| EXERCISE INSTRUCTIONS |
1. In the RNAseq strandedness thread, what fraction of reads did infer_experiment.py explain by "+-,-+"?
2. Please continue the RNAseq strandedness thread from its last sentence.

Question

Single end RNAseq data strandedness infer-experiment-py

0

Entering edit mode

6.3 years ago

nilus1432 ▴ 30

Hi all,

I have a single end RNAseq data and would like to understand the strandedness of the data.

From wet-lab input I know "Stranded cDNA library was generated by reverse transcribing the RNA molecules".
I used infer-experiment-py The output is:

This is SingleEnd Data
Fraction of reads failed to determine: 0.0795
Fraction of reads explained by "++,--": 0.0703
Fraction of reads explained by "+-,-+": 0.8502

So it's stranded but is it forward or reverse? I do not understand the help given here:

Does it means that its reverse stranded and I have to use s -2 option in featureCounts, "reverse" strandedness in htseq, --rf in StringTie?

Thank you

rna-seq • 3.0k views

ADD COMMENT • link updated 21 months ago by DareDevil ★ 4.4k • written 6.3 years ago by nilus1432 ▴ 30

score 2 · Answer 1 · 2023-07-06

Based on the output provided by infer_experiment.py, the strandedness can be inferred as follows:

Fraction of reads failed to determine: 0.0795 This indicates the fraction of reads for which the strandedness could not be determined. It could be due to various reasons such as low-quality reads or issues with the library preparation. This value is relatively small, indicating that a majority of the reads could be properly assigned a strandedness.

| LISTED RECORDS |
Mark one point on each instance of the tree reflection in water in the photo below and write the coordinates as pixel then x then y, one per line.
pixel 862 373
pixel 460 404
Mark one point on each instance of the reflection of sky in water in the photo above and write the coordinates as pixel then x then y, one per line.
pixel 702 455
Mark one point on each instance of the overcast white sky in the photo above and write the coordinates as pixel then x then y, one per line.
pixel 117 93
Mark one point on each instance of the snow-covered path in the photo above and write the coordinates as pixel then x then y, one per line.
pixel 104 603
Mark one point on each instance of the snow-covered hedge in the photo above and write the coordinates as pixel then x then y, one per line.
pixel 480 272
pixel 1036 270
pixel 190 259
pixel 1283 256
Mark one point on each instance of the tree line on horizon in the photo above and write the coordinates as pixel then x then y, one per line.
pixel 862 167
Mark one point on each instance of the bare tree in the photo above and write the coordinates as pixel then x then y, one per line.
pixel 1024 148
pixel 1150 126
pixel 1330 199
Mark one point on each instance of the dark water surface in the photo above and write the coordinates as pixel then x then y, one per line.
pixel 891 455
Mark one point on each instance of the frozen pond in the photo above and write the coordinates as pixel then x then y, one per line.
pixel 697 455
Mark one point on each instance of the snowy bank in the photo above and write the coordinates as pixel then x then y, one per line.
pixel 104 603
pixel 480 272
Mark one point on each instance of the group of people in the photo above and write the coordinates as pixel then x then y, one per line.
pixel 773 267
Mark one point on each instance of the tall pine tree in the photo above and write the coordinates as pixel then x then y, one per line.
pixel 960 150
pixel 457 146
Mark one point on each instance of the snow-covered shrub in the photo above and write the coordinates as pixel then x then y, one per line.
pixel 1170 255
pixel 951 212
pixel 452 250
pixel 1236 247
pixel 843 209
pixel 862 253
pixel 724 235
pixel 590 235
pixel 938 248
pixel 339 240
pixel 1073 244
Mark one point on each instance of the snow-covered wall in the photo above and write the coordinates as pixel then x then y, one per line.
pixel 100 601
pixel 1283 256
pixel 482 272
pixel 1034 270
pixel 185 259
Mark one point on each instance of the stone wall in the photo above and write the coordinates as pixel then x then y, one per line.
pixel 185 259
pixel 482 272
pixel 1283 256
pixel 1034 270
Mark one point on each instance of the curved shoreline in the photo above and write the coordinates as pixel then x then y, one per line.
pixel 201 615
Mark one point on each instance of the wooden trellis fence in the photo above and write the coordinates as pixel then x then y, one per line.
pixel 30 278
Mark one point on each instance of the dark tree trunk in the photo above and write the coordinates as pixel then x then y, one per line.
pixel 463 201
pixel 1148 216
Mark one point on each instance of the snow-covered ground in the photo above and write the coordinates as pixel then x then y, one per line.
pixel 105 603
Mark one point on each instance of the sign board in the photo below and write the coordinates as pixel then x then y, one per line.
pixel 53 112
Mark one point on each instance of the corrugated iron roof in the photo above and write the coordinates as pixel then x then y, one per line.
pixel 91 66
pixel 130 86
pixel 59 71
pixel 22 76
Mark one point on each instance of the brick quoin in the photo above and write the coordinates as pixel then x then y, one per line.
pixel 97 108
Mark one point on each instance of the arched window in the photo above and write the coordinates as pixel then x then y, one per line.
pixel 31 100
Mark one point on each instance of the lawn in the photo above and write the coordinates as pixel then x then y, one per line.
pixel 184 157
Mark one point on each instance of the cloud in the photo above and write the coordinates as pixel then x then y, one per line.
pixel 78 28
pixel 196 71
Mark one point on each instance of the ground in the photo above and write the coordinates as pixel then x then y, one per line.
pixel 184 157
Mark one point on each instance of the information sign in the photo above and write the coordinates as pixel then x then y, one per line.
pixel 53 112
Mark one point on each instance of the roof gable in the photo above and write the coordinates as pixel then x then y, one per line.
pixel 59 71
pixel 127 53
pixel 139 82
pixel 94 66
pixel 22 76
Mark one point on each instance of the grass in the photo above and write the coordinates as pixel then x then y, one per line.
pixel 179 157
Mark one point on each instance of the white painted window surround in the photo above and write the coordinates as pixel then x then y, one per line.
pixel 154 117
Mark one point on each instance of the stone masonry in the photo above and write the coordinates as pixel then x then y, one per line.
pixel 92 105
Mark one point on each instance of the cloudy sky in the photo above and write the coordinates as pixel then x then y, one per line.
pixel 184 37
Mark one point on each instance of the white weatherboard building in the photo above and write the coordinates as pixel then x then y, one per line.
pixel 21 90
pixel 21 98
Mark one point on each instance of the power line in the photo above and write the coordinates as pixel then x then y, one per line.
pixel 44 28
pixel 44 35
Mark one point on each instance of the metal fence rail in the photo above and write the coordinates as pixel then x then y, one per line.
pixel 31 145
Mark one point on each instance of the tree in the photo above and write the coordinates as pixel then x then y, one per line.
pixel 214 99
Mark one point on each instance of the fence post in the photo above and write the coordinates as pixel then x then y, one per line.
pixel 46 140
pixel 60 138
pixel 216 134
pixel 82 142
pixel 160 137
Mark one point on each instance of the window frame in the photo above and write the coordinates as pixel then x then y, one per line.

| EXPECTED OUTPUTS |
1. 0.8502

2.
Fraction of reads explained by "++,--": 0.0703 This fraction represents the reads that align in the forward orientation ("++") or the reverse orientation ("--"). In other words, the reads are mapping to the same strand as their corresponding reference transcripts. In this case, it suggests that 7.03% of the reads are aligned in the forward orientation and 7.03% are aligned in the reverse orientation.
Fraction of reads explained by "+-,-+": 0.8502 This fraction represents the reads that align in the forward-reverse ("+-") or reverse-forward ("-+") orientation. In other words, the reads are mapping to the opposite strand compared to their corresponding reference transcripts. In this case, it suggests that 85.02% of the reads are aligned in the forward-reverse orientation ("-+") and 85.02% are aligned in the reverse-forward orientation ("+-").

Based on this information, we can conclude that the library appears to be stranded in a reverse manner. The majority of the reads align to the reverse-complementary strand compared to their corresponding reference transcripts, while a smaller fraction aligns to the same strand.

score 1 · Answer 2 · 2019-01-05

The majority (85%) of your reads falls in the case described by:

+-,-+
read mapped to ‘+’ strand indicates parental gene on ‘-‘ strand
read mapped to ‘-‘ strand indicates parental gene on ‘+’ strand

So yes, your library is reverse stranded. As featureCounts is very fast, you can quickly confirm this by running it with both settings (-s 1 and -s 2), the correct setting will have a much lower count for NoFeature than the incorrect one.